__YOUR OBJECTIVE__
Count the lines in the entries below that contain the string "blue", treating case as significant, and reply with the number alone.
-- Begin RECORDS FOR THIS EXERCISE --
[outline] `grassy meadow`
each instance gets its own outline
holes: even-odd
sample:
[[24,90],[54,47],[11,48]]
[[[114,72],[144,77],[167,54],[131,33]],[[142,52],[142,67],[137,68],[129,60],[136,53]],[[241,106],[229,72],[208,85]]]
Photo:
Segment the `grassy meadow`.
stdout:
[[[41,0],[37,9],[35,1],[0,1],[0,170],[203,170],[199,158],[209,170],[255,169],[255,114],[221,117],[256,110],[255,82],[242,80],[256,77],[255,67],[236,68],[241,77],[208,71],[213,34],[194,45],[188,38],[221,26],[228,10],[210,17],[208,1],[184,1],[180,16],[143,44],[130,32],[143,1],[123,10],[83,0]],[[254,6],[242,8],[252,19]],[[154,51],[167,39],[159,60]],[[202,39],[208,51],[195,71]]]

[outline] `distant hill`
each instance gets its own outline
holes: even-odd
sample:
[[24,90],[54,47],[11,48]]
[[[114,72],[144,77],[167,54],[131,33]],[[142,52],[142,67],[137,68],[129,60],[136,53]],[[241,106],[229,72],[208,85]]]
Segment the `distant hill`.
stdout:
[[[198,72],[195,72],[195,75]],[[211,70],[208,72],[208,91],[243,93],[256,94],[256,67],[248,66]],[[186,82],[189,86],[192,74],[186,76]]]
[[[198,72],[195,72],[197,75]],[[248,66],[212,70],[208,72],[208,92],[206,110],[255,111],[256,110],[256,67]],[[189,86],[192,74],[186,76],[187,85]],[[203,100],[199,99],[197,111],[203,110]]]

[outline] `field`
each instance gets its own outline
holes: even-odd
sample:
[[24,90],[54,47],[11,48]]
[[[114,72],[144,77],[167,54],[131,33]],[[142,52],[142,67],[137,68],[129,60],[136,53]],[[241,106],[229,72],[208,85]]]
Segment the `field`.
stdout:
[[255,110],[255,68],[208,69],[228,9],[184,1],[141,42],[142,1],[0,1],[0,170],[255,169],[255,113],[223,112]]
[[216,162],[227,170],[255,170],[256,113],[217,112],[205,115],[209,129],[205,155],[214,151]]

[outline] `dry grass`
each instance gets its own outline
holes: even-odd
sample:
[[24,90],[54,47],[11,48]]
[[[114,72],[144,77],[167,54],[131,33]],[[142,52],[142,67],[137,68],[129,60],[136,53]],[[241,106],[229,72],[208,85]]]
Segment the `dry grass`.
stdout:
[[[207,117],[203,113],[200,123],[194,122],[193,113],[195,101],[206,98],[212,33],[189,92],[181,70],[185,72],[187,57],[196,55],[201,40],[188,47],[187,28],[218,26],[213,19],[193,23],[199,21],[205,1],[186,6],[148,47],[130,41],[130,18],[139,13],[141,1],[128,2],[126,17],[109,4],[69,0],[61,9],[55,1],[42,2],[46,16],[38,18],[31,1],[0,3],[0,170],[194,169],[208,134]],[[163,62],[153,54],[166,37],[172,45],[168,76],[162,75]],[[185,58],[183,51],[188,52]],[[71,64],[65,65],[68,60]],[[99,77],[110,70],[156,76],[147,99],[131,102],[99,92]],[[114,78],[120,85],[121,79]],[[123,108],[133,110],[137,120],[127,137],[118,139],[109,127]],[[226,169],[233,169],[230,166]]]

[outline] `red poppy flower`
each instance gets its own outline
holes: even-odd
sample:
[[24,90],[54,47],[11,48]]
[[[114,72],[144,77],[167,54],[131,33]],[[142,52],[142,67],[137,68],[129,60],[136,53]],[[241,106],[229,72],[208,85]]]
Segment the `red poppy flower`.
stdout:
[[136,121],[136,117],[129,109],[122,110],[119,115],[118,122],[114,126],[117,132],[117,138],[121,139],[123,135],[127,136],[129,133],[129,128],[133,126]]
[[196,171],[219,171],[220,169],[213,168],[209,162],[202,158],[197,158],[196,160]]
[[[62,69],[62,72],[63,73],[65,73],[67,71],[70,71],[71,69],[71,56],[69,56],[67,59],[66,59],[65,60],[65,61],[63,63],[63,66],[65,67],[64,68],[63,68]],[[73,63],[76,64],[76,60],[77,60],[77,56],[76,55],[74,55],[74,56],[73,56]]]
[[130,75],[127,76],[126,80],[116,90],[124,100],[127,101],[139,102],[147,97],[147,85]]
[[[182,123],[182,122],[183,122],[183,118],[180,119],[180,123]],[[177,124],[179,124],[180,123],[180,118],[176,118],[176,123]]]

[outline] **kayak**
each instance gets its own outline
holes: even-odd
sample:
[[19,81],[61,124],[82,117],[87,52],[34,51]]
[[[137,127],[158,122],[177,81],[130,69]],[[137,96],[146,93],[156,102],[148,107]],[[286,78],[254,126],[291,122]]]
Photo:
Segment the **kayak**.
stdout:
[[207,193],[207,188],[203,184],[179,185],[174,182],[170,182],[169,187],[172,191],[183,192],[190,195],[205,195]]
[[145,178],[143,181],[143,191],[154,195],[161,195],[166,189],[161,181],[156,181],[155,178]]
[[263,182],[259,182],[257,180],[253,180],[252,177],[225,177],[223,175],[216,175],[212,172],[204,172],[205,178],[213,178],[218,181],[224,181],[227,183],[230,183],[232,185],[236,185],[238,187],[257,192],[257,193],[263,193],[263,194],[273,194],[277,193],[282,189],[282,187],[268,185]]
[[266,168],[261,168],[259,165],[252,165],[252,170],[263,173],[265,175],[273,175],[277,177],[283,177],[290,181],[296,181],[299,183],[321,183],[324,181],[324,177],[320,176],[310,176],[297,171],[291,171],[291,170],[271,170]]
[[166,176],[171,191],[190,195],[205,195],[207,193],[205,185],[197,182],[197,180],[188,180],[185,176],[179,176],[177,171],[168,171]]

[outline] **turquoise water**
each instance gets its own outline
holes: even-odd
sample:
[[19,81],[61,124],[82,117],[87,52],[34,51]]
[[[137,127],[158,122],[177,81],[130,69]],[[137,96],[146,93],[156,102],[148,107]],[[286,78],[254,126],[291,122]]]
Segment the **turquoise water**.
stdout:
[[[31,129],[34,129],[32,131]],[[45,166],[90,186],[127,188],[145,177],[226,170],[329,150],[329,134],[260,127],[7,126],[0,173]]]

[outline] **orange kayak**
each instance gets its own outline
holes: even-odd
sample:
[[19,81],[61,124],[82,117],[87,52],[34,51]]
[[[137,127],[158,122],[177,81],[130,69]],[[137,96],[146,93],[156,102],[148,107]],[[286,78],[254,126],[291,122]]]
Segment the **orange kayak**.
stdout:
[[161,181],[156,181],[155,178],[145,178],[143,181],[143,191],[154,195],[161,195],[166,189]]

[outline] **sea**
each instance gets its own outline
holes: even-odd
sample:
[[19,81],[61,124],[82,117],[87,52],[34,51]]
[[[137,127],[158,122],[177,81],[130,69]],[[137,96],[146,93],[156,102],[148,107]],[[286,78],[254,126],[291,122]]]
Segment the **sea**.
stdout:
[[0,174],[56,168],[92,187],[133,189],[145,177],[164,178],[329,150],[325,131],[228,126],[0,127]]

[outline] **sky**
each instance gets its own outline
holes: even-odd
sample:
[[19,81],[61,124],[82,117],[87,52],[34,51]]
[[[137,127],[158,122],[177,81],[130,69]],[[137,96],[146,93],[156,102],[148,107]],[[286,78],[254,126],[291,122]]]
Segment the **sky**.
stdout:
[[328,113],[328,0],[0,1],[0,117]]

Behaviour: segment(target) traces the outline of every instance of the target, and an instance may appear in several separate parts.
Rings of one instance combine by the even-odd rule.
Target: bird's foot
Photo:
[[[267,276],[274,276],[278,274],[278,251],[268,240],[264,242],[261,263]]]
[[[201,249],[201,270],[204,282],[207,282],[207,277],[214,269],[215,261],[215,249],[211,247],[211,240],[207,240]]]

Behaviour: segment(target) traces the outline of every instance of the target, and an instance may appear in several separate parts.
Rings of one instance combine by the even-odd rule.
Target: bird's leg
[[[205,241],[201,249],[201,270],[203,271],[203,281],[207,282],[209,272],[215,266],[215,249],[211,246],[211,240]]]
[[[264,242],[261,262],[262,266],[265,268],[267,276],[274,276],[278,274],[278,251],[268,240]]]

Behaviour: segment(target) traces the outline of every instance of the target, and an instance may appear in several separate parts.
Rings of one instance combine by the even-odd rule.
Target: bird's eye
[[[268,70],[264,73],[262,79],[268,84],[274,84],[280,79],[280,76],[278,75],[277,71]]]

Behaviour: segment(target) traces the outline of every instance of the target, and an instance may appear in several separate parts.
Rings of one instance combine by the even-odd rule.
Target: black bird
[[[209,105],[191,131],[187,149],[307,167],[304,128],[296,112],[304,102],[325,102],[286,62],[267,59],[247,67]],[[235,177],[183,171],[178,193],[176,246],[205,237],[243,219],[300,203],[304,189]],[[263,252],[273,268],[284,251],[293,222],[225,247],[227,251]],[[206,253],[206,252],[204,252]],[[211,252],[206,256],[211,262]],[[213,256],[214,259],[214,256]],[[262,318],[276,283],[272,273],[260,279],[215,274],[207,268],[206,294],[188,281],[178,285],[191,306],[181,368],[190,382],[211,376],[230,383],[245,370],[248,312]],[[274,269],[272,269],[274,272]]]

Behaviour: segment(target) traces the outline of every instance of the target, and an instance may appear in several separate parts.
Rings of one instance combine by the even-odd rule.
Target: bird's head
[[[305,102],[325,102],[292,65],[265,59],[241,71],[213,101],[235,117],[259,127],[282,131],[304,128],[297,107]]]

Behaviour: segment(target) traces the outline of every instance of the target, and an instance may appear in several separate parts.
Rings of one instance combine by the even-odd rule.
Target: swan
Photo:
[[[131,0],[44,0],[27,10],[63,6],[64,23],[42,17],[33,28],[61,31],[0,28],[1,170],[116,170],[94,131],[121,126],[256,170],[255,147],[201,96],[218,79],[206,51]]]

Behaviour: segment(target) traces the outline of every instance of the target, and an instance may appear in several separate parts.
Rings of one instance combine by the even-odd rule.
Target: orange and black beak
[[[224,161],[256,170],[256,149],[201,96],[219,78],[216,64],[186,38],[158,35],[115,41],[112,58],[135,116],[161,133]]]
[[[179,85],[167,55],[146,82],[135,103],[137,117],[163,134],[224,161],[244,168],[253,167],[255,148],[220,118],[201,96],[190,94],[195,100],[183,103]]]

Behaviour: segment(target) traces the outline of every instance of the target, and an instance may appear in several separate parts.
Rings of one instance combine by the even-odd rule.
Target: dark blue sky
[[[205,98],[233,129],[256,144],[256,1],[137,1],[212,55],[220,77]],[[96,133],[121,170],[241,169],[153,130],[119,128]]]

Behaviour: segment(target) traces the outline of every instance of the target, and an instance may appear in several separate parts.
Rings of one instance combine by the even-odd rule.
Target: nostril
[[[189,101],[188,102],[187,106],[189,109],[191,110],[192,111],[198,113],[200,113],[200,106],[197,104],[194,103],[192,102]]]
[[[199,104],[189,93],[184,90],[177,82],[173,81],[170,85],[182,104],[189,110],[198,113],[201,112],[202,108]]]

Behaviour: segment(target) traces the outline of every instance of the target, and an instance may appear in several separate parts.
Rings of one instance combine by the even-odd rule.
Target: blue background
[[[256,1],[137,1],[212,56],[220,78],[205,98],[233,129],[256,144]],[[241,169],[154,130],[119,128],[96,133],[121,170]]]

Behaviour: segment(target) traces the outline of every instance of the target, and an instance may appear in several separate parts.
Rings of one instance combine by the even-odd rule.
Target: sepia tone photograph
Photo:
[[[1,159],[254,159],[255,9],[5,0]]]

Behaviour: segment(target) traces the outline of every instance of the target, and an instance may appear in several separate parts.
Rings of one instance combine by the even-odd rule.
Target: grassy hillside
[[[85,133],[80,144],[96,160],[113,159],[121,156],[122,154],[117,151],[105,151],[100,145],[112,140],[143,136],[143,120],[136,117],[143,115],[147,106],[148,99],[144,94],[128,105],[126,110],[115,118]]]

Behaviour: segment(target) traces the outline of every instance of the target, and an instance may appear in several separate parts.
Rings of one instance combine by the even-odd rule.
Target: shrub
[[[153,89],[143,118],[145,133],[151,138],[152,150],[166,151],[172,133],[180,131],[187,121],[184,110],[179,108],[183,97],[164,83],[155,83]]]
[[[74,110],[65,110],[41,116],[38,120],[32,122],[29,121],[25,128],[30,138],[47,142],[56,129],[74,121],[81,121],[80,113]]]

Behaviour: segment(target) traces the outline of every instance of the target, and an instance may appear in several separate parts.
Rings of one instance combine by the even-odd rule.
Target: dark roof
-- End RECORDS FOR THIS EXERCISE --
__RESPONSE__
2